_What the task asks_.
Copy the lines below verbatim, but only from the line containing "[point] every instance of the road" through the end of the data.

============

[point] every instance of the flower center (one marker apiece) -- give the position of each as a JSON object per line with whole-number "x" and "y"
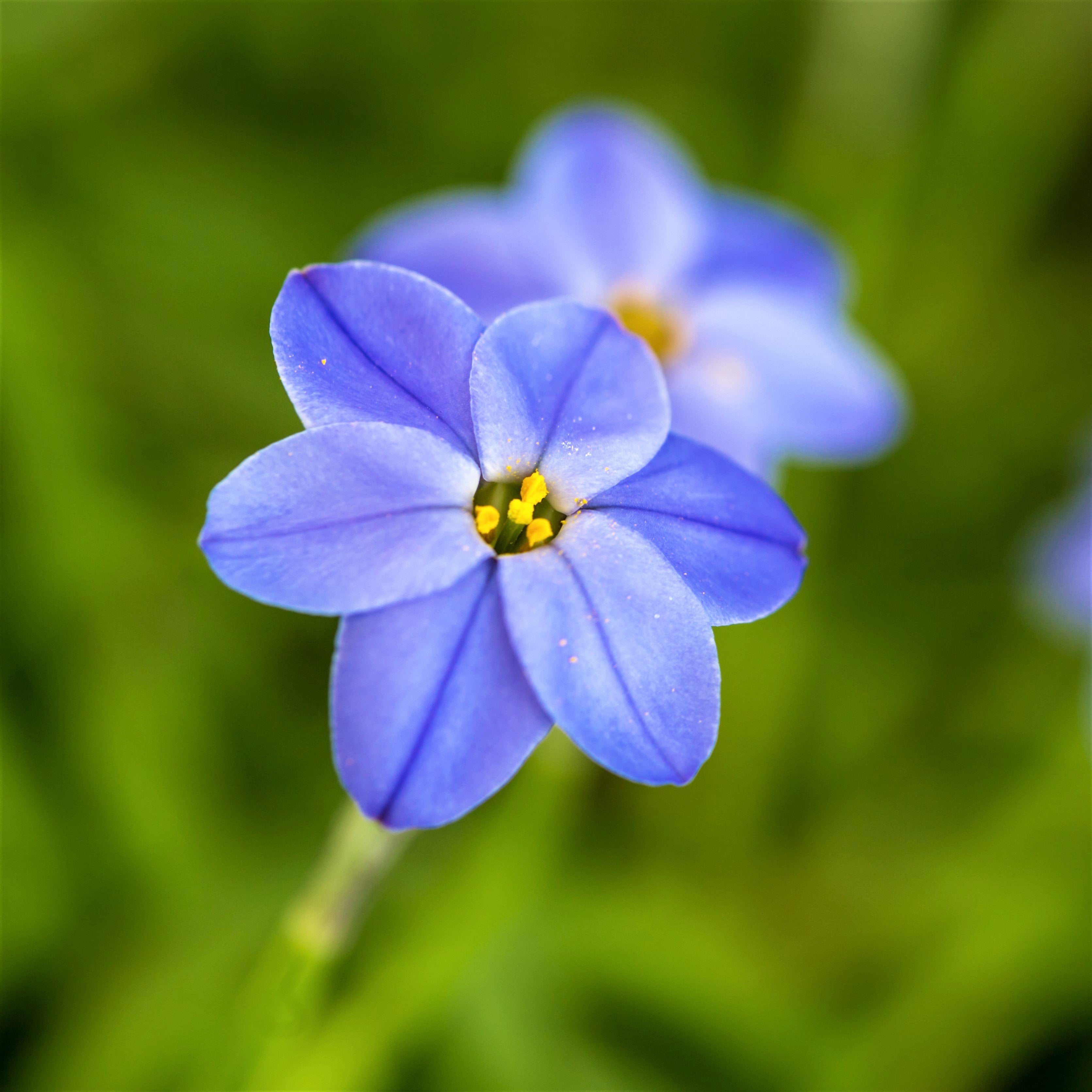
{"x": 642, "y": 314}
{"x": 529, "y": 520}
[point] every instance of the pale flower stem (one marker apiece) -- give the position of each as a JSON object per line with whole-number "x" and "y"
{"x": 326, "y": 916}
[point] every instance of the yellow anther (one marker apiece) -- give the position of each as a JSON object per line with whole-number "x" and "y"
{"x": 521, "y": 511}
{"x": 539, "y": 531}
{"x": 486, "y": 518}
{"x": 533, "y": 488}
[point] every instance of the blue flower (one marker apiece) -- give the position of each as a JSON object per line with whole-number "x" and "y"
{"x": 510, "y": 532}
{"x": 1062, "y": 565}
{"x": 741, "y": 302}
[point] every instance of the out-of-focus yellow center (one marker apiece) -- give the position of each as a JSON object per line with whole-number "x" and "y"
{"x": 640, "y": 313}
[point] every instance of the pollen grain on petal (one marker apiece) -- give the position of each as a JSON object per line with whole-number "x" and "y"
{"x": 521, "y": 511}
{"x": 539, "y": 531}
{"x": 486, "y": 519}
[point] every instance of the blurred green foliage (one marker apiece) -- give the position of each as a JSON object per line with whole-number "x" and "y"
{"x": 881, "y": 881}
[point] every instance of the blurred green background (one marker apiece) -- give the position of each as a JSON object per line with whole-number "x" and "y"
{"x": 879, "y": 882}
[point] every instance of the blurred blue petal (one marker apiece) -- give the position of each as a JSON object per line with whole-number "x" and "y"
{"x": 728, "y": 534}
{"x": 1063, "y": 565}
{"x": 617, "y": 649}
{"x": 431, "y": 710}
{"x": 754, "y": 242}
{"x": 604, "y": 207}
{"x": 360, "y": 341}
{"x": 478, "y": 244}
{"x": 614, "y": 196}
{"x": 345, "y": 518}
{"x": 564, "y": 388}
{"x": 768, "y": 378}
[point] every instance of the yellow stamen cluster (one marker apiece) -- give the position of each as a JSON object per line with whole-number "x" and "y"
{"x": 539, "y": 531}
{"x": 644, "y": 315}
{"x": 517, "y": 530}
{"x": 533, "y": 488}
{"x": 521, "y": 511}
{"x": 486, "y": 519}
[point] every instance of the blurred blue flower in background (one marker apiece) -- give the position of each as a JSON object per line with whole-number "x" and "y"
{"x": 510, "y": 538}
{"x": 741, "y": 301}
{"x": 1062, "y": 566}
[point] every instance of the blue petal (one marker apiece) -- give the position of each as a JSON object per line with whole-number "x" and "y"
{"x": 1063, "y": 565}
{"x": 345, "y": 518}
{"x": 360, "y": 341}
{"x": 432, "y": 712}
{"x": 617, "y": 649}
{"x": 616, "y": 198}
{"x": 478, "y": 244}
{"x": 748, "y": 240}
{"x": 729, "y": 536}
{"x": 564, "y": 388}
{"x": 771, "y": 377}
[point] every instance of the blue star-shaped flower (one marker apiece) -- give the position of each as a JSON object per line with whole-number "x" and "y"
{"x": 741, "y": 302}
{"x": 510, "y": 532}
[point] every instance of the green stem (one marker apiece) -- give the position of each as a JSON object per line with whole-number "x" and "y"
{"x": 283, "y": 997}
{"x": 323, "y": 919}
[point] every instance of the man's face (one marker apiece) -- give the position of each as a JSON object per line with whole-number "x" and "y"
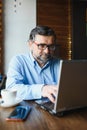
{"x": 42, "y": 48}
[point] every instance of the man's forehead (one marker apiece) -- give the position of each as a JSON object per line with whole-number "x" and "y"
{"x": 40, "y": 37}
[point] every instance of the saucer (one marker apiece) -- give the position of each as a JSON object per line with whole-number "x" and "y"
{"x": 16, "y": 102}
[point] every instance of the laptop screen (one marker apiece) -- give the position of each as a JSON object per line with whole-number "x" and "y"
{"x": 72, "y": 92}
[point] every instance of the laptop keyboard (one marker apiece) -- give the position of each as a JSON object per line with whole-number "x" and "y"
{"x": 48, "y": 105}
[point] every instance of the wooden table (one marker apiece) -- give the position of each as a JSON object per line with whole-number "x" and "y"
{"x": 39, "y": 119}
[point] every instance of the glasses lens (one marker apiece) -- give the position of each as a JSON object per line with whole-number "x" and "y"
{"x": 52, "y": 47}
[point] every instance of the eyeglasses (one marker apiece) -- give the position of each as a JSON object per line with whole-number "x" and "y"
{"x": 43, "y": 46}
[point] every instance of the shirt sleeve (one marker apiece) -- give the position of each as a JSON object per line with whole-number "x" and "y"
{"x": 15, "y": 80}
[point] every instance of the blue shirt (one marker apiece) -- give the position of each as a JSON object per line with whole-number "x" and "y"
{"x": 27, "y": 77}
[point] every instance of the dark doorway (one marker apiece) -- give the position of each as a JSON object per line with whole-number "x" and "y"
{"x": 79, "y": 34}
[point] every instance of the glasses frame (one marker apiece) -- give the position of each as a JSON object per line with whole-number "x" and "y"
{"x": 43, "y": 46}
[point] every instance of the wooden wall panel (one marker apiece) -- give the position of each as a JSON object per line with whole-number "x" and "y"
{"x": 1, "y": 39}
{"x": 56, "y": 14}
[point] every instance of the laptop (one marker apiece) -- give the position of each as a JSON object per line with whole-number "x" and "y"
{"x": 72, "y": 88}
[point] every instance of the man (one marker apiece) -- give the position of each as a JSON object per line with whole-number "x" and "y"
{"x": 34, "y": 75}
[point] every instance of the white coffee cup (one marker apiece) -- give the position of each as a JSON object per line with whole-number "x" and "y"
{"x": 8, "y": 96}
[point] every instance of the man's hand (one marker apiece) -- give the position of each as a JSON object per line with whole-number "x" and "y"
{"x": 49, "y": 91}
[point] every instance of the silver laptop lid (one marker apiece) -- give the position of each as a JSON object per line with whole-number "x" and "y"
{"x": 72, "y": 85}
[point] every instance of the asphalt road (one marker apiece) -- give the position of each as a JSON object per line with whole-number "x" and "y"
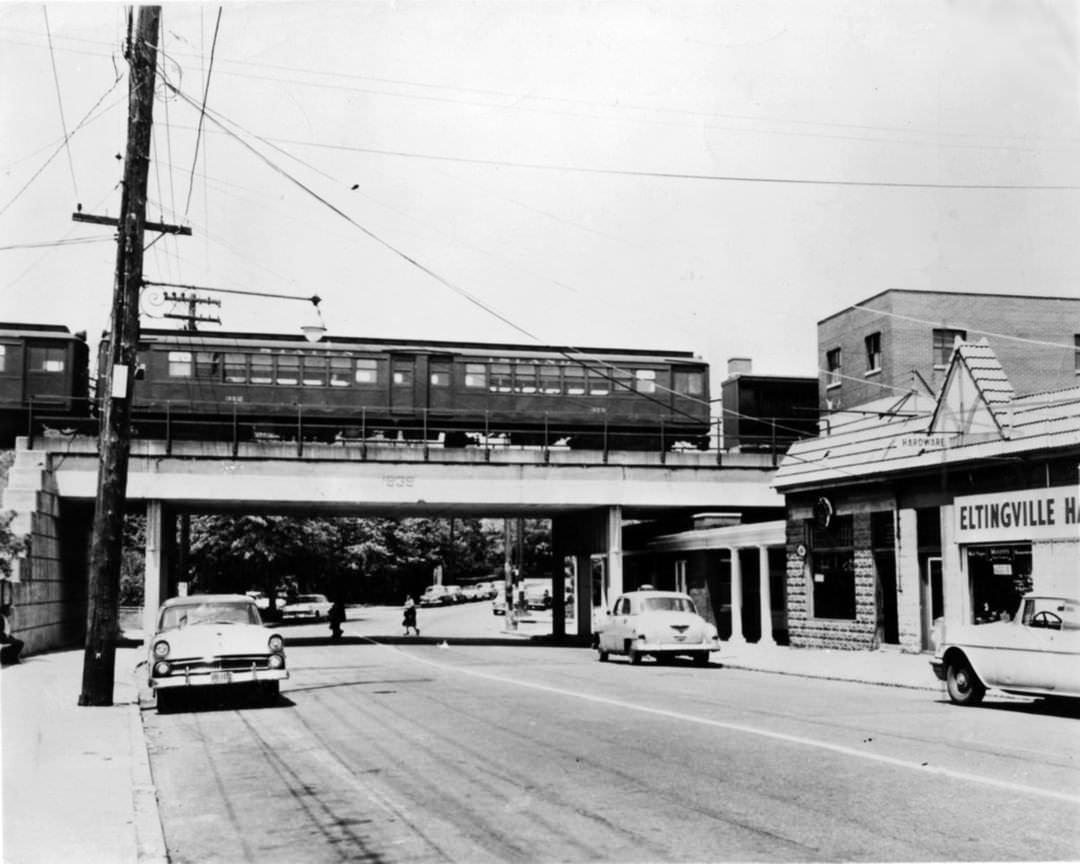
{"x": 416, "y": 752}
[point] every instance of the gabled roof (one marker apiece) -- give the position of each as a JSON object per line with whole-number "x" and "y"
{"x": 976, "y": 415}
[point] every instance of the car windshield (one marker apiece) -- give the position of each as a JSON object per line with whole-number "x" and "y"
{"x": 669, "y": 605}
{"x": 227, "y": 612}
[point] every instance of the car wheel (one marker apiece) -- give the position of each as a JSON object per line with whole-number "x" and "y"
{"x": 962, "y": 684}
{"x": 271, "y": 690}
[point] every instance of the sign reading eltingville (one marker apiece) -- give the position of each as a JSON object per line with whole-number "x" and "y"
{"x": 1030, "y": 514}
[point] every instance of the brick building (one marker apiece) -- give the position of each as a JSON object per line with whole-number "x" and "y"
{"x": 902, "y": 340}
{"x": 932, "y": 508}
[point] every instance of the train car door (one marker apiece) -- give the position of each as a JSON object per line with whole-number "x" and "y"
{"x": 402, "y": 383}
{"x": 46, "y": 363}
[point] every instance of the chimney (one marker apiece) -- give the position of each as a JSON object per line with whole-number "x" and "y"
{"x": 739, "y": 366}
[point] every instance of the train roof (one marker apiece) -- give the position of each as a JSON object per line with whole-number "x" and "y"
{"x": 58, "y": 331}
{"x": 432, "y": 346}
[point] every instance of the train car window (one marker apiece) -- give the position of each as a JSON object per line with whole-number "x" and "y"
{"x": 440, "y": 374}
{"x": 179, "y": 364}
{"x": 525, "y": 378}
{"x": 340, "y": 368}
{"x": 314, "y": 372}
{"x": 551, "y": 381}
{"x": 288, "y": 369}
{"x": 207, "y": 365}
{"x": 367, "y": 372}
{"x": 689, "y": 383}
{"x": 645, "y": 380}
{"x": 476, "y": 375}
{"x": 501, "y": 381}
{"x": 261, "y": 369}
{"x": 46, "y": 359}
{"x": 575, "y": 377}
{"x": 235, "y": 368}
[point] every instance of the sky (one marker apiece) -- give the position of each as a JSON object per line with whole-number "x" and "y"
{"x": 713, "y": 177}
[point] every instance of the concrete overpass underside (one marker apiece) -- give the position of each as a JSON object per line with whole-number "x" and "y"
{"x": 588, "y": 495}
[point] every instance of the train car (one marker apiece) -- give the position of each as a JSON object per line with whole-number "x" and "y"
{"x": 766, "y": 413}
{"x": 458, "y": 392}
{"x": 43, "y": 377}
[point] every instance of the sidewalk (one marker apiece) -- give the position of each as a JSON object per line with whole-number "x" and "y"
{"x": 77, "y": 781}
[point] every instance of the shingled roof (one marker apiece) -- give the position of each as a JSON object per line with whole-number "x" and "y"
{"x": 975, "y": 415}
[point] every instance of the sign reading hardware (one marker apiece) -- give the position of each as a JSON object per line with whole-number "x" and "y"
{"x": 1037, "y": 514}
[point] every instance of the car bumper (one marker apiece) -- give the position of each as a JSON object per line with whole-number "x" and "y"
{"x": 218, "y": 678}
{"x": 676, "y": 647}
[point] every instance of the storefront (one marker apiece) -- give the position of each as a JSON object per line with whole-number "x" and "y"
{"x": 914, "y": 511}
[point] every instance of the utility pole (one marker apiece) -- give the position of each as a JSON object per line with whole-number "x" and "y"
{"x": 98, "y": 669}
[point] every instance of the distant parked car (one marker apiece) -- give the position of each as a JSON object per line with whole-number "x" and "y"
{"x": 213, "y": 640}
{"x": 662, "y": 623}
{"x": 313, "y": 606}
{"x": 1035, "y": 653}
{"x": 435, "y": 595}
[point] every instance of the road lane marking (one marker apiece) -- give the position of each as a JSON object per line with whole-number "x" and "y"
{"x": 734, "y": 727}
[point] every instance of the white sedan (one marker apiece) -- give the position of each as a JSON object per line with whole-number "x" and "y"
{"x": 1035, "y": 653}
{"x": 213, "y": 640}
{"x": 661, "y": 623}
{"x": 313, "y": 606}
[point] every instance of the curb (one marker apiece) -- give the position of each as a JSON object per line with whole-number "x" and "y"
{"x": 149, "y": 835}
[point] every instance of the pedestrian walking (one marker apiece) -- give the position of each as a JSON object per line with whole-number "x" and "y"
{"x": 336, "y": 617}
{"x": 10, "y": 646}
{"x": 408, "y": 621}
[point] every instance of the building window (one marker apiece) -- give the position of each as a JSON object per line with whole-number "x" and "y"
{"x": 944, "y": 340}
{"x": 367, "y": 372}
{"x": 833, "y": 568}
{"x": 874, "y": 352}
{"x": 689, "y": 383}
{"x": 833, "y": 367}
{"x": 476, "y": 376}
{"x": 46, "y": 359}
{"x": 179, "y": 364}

============

_Reply to the exercise_.
[point] every instance of the road lane marking (one marker apiece) -- give the position of each as a JSON object per line with whole-number "x" and "y"
{"x": 734, "y": 727}
[point] every instance of the white sedan (one marker apiece) -- give the position of each as a JSON object per line with whole-number "x" and "y"
{"x": 1035, "y": 653}
{"x": 213, "y": 640}
{"x": 661, "y": 623}
{"x": 313, "y": 606}
[point] every instance of the curb (one marker apiece) -- give the position of each as a JSON object per line with whole-number "x" and "y"
{"x": 149, "y": 835}
[point] every instance of the pedestrian walking (one marker apiece) -- give the position of each as a JSON object per line with whole-number "x" and "y"
{"x": 336, "y": 617}
{"x": 10, "y": 646}
{"x": 408, "y": 621}
[point] every instance of the building window (one marker apiece) -- give the position of each as a JSON object per line with whole-number "x" and "y"
{"x": 944, "y": 340}
{"x": 367, "y": 372}
{"x": 833, "y": 568}
{"x": 874, "y": 352}
{"x": 689, "y": 383}
{"x": 833, "y": 367}
{"x": 476, "y": 376}
{"x": 46, "y": 359}
{"x": 179, "y": 364}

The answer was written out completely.